[Written problem A]:
Swap "typewriter" for "notebook" throughout the interview passage below, and give the passage again beginning at the words "You were an" and stopping after "to my writing!".

[Text segment]:
In an email interview with Indian Express Online, Olivier Lafont opens up about his roots, Indian connection, his choices in life and his latest book.
You were an outstanding student. What was the influence of your father, who’s a historian and an author, on you in your formative years?
The influence was substantial. My father’s passion for mythology clearly passed on when I was very young: when we moved from France to India my introduction to the culture was through its stories, via the iconic Amar Chitra Katha comics. My father’s passion for history was seeded and sprouted later, beginning to find its form in ‘Warrior’. I think part of my idea of what a writer was came from seeing him at his (then) high-tech typewriter. When I first wanted to write my own stories, I went and asked him rather boldly to use his precious typewriter, half-expecting him to say no because it was technology you couldn’t fix in India at the time. Instead he was delighted to set me up, explain to me how it worked, and leave me to my writing!
What inspired you to pursue theatre and acting?
Having moved from France, communication was difficult because of the linguistic and cultural differences. Theatre and acting were a way to express and open myself, and that developed into its own interest and then passion.
You were a brilliant basketball player too. Seems like you always had a winning attitude. Do you think this quality of excelling in everything you do, is a god gift or it came with a lot of hard work.

[Written problem B]:
From the entries below, pick out every line that contains the word "window", matching case exactly.

[Data records]:
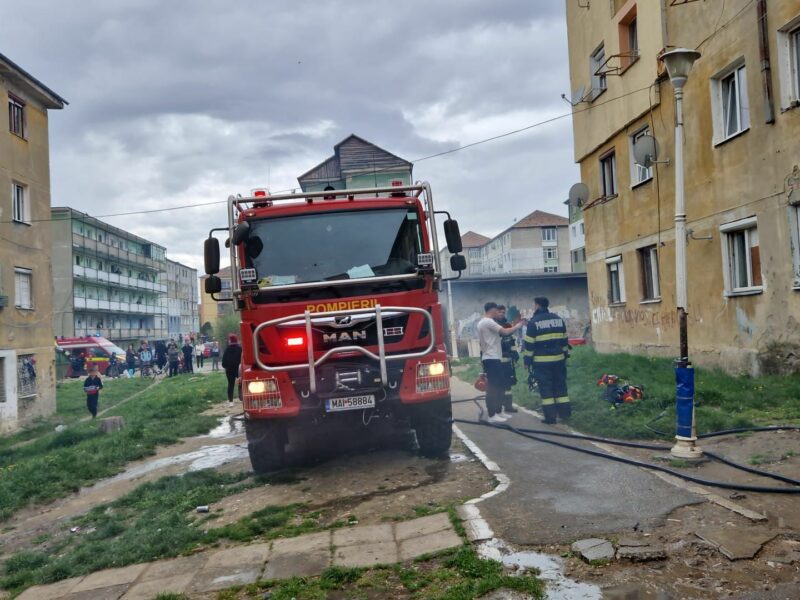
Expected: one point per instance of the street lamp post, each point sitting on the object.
(679, 62)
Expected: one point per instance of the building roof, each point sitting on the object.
(15, 74)
(352, 155)
(473, 240)
(540, 218)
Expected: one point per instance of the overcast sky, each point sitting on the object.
(187, 101)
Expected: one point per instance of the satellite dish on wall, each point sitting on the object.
(578, 194)
(645, 151)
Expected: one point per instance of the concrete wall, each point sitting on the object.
(745, 176)
(26, 332)
(568, 297)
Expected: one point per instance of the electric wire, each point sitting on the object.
(535, 434)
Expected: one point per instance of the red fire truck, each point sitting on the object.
(341, 324)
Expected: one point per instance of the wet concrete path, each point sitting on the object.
(556, 495)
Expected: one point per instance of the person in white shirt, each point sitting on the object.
(489, 333)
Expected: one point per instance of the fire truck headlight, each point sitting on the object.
(257, 387)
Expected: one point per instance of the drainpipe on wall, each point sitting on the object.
(763, 53)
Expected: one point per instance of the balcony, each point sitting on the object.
(132, 283)
(101, 249)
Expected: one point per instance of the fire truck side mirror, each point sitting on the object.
(453, 236)
(211, 256)
(458, 262)
(213, 285)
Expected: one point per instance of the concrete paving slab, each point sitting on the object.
(175, 566)
(50, 592)
(304, 543)
(422, 526)
(214, 579)
(736, 542)
(110, 577)
(426, 544)
(113, 592)
(284, 566)
(240, 556)
(147, 590)
(366, 534)
(558, 495)
(366, 555)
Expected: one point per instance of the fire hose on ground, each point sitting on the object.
(536, 435)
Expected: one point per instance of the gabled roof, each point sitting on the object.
(540, 218)
(12, 72)
(473, 240)
(352, 155)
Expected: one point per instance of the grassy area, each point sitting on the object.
(457, 575)
(722, 401)
(71, 407)
(156, 520)
(56, 464)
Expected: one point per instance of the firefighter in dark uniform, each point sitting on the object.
(545, 352)
(507, 346)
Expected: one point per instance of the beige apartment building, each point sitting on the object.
(27, 358)
(741, 151)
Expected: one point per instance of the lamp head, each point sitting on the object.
(679, 62)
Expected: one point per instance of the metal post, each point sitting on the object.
(451, 322)
(686, 434)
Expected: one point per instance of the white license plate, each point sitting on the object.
(350, 403)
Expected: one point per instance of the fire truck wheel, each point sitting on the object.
(433, 424)
(266, 441)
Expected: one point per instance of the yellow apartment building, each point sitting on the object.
(27, 358)
(741, 151)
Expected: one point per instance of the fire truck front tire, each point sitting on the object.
(433, 423)
(266, 443)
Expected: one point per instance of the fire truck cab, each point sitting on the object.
(340, 317)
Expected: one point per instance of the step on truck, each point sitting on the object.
(341, 325)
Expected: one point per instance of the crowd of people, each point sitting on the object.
(545, 351)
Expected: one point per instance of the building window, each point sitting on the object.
(730, 107)
(639, 173)
(616, 280)
(16, 116)
(648, 260)
(20, 207)
(596, 63)
(608, 174)
(26, 375)
(23, 297)
(741, 256)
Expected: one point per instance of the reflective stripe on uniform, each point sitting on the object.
(551, 358)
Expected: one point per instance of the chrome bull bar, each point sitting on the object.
(381, 357)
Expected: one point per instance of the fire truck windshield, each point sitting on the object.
(331, 246)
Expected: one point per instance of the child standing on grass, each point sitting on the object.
(92, 386)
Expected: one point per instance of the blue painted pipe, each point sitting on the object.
(684, 394)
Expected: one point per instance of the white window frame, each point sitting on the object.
(20, 203)
(609, 158)
(23, 288)
(599, 83)
(614, 264)
(652, 272)
(727, 231)
(789, 63)
(639, 174)
(720, 102)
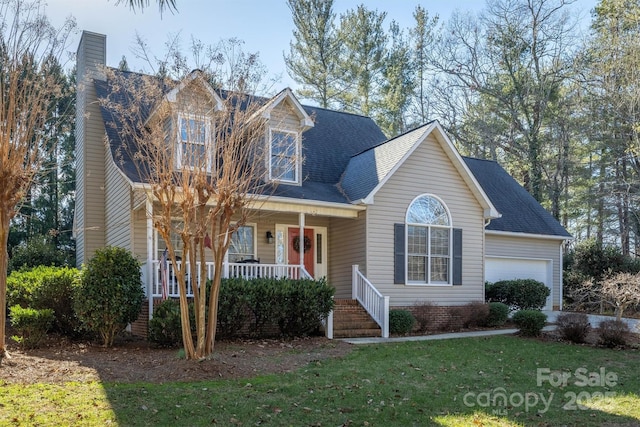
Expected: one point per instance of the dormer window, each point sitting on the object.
(194, 137)
(284, 155)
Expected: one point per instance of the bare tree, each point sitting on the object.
(28, 88)
(621, 291)
(210, 180)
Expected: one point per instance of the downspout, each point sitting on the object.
(150, 250)
(301, 219)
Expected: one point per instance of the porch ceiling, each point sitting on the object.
(275, 204)
(283, 205)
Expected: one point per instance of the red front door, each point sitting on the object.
(296, 247)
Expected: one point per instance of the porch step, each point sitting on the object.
(351, 320)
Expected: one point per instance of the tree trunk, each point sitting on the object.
(4, 237)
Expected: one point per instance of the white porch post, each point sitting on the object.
(354, 281)
(301, 224)
(150, 252)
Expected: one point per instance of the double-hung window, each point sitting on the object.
(243, 244)
(284, 155)
(428, 242)
(194, 142)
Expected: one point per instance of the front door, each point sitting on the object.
(296, 247)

[Worked solution A]:
You were an outstanding student. What was the influence of your father, who’s a historian and an author, on you in your formative years?
The influence was substantial. My father’s passion for mythology clearly passed on when I was very young: when we moved from France to India my introduction to the culture was through its stories, via the iconic Amar Chitra Katha comics. My father’s passion for history was seeded and sprouted later, beginning to find its form in ‘Warrior’. I think part of my idea of what a writer was came from seeing him at his (then) high-tech notebook. When I first wanted to write my own stories, I went and asked him rather boldly to use his precious notebook, half-expecting him to say no because it was technology you couldn’t fix in India at the time. Instead he was delighted to set me up, explain to me how it worked, and leave me to my writing!

[Worked solution B]:
Expected: one point per instance of the building window, each point sitting on the object.
Expected: one point per instance of the white window frame, each point sitting on the object.
Expected: one point per instance of the dormer window, each point sitting on the object.
Expected: one point per instance of the double-hung window, each point sitting on the object.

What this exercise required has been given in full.